▸ Text extract:
──────
I was just searching if there is already a report of this problem
Created a page "foo & bar" that failed the XHTML validation because of these unescaped "
&" char. It’s nice to have it stored in the DB as it is, but it has to be escaped before the output.
This function might be of use, used it on my old homepage before movind to MODx:
<?php
/**
* Escape a string
* @param string
* @param string
* @return string
*/
function escape_string($string, $type="html") {
switch($type) {
case 'html':
//Convert special characters to HTML entities
return htmlspecialchars($string, ENT_QUOTES);
case 'full_html':
//Convert all applicable characters to HTML entities
return htmlentities($string, ENT_QUOTES);
case 'quotes':
//Escape unescaped single quotes
return preg_replace("%(?<!\\\\)'%", "\\'", $string);
case 'url':
//URL-encode according to RFC 1738
return rawurlencode($string);
case 'javascript':
//Escape backslashes, quotes, newlines, etc.
return strtr($string, array('\\' => '\\\\', "'" => "\\'", '"' => '\\"', "\n" => '\\n', '</' => '<\/'));
default:
return $string;
}
}
?>
It can convert only special chars, or all chars (like Umlaute for german language), encode an URL, etc.
Smarty template engine has a more complete function (plugin) that can also escape chars into hex and handle non-standard chars.
This is probably the most needed type:
http://www.php.net/manual/en/function.htmlspecialchars.php
If you need that above function, you are welcome to use it.
Boby
──────
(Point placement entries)

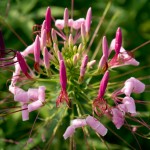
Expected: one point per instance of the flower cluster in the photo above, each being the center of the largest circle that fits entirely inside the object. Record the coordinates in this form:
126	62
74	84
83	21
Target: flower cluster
60	55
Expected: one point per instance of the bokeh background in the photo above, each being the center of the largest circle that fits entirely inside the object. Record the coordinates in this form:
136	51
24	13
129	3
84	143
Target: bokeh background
17	18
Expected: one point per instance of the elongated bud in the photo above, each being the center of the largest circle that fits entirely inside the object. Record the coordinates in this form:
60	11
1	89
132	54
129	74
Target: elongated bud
70	40
102	63
63	76
69	132
46	58
83	66
88	19
2	44
118	41
105	47
25	112
96	125
41	93
48	19
54	36
23	64
37	49
60	57
91	63
66	17
43	39
103	85
43	25
35	105
83	33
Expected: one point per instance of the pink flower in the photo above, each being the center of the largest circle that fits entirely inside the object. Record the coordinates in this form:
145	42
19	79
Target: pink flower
63	96
33	94
76	123
118	41
96	125
69	132
129	104
117	117
23	64
25	112
35	105
48	19
88	20
133	85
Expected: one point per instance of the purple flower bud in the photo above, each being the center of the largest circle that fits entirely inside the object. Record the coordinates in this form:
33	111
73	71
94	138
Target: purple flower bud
48	19
69	132
102	63
105	47
37	49
54	36
41	93
88	20
34	105
25	112
43	38
76	123
130	104
66	17
33	94
83	65
20	95
63	76
83	33
23	64
96	125
70	40
118	41
46	58
103	85
2	45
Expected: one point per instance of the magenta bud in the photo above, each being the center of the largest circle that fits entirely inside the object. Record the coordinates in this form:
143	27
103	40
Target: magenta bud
60	57
118	41
54	36
117	118
83	65
69	132
35	105
25	112
48	19
105	47
63	76
23	64
41	93
33	94
37	49
66	17
43	38
103	85
46	58
88	19
83	33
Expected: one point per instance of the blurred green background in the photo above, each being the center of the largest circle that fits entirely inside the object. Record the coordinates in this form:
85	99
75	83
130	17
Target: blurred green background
17	18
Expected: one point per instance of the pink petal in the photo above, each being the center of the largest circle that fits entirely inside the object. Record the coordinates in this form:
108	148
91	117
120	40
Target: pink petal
33	94
96	125
34	105
41	92
25	113
69	132
130	104
76	123
118	118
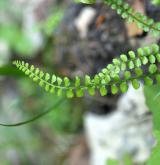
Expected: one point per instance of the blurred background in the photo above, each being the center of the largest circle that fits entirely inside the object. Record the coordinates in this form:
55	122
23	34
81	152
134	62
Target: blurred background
62	37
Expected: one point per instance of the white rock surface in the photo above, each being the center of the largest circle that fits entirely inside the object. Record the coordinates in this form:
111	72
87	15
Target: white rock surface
122	132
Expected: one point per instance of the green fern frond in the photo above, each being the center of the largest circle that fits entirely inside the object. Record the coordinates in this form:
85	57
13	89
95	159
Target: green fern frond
141	65
128	13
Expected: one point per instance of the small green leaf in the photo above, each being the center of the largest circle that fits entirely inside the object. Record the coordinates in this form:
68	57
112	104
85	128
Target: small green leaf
135	84
103	91
114	89
124	87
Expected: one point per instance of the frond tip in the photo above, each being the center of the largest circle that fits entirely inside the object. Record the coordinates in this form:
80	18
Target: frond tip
141	65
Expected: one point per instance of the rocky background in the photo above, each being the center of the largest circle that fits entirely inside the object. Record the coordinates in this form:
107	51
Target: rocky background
82	40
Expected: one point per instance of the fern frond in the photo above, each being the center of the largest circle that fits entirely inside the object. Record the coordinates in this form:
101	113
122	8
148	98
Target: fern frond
141	65
128	13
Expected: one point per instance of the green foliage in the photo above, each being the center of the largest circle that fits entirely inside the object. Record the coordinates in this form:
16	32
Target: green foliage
86	1
142	65
115	77
156	2
128	13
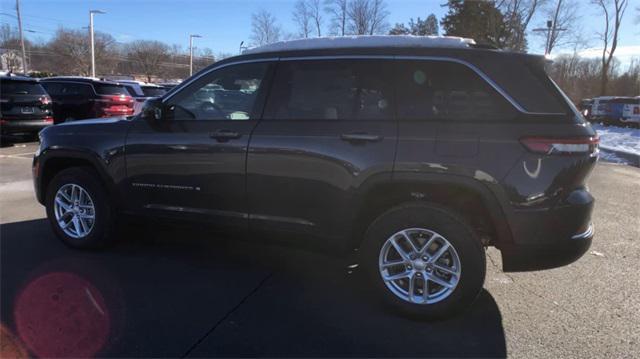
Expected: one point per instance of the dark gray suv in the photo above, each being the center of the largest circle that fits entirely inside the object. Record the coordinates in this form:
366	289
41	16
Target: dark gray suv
416	152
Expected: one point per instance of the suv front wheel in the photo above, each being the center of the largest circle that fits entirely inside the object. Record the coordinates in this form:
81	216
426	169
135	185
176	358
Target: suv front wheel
78	208
424	260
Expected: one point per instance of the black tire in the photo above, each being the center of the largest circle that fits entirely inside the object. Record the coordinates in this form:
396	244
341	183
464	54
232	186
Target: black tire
100	234
447	224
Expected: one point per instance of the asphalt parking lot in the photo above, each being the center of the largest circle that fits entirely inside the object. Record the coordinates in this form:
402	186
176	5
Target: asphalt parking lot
167	292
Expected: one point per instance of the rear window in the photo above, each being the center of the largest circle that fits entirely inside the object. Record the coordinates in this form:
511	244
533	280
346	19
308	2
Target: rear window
21	88
153	91
102	89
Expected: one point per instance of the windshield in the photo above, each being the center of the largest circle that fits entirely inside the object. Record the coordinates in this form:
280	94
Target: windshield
150	91
21	88
110	89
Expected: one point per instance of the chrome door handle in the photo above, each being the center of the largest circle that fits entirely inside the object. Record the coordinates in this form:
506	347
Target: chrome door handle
224	135
359	137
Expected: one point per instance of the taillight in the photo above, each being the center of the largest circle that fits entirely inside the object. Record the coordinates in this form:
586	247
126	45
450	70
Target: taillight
115	105
45	100
553	146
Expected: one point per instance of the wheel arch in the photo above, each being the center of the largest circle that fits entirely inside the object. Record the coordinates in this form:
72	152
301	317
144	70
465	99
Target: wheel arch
54	161
468	197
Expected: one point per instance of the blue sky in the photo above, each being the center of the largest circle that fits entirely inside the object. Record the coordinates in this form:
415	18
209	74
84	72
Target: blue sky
224	23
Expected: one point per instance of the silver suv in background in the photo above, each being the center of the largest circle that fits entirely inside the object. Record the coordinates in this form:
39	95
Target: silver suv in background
──────
▸ Actions to take:
- 1) Translate this sentence from the forum post on escaping output into Spanish: "Smarty template engine has a more complete function (plugin) that can also escape chars into hex and handle non-standard chars."
- 2) In the forum post on escaping output, rewrite the stretch from "I was just searching" through "before the output.", putting "database" in place of "DB".
- 3) For each statement, answer yes or no according to the forum post on escaping output, and quote the deciding words.
(a) The page that failed the XHTML validation was named "foo & bar".
(b) The escape function uses "url" as its default type.
(c) The Smarty function can escape characters into hex.

▸ Exercise answers:
- 1) El motor de plantillas Smarty tiene una función (plugin) más completa que también puede escapar caracteres a hexadecimal y manejar caracteres no estándar.

- 2)
I was just searching if there is already a report of this problem
Created a page "foo & bar" that failed the XHTML validation because of these unescaped "
&" char. It’s nice to have it stored in the database as it is, but it has to be escaped before the output.

- 3)
(a) Yes: "Created a page "foo & bar" that failed the XHTML validation"
(b) No: "$type="html""
(c) Yes: "can also escape chars into hex"